-- start of DATA LISTING --

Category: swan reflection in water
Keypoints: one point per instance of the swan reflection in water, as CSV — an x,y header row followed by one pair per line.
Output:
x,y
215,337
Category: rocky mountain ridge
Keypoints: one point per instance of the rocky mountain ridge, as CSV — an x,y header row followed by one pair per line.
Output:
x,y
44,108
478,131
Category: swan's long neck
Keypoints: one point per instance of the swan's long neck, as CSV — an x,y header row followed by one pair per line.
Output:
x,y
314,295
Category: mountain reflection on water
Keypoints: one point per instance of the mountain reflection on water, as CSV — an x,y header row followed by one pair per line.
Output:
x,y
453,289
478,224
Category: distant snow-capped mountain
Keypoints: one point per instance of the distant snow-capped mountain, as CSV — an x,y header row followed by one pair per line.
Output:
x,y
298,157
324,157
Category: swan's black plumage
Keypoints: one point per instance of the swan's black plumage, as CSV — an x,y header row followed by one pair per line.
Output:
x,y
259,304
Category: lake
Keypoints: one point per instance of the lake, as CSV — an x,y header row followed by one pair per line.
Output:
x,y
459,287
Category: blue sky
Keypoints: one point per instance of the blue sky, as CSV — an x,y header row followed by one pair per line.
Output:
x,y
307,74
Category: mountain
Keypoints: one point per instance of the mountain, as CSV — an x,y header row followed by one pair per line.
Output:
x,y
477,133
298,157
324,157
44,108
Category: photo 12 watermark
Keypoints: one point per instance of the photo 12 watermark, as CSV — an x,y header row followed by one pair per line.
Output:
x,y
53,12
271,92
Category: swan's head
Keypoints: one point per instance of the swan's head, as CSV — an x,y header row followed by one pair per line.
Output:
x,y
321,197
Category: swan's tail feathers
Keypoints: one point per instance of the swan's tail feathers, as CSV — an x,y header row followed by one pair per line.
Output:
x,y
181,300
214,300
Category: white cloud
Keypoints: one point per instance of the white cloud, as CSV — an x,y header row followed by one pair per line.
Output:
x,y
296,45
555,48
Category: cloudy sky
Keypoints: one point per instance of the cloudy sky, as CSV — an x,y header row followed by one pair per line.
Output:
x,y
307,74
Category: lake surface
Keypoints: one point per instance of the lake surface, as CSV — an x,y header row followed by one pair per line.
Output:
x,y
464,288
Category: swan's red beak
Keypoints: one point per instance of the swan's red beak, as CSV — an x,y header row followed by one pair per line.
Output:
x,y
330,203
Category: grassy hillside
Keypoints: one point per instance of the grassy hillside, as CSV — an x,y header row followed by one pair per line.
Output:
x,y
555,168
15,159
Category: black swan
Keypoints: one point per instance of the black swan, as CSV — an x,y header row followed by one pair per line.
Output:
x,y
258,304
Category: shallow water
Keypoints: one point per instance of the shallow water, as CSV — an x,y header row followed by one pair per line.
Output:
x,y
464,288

-- end of DATA LISTING --

Rewrite the part of the material that opens with the line containing "Category: black swan" and closes with the last line of the material, both ends included and requests kept. Multiply every coordinate in the answers by 0.95 and round each to a whole number, with halves rounded up.

» **EXERCISE SOLUTION**:
Category: black swan
Keypoints: one point per instance of the black swan, as CSV — an x,y header row followed by one pair per line.
Output:
x,y
245,289
Category: shallow water
Keypoints: one point per instance of the shallow water, as CSV — an x,y header row followed by one pair per line.
Output:
x,y
441,274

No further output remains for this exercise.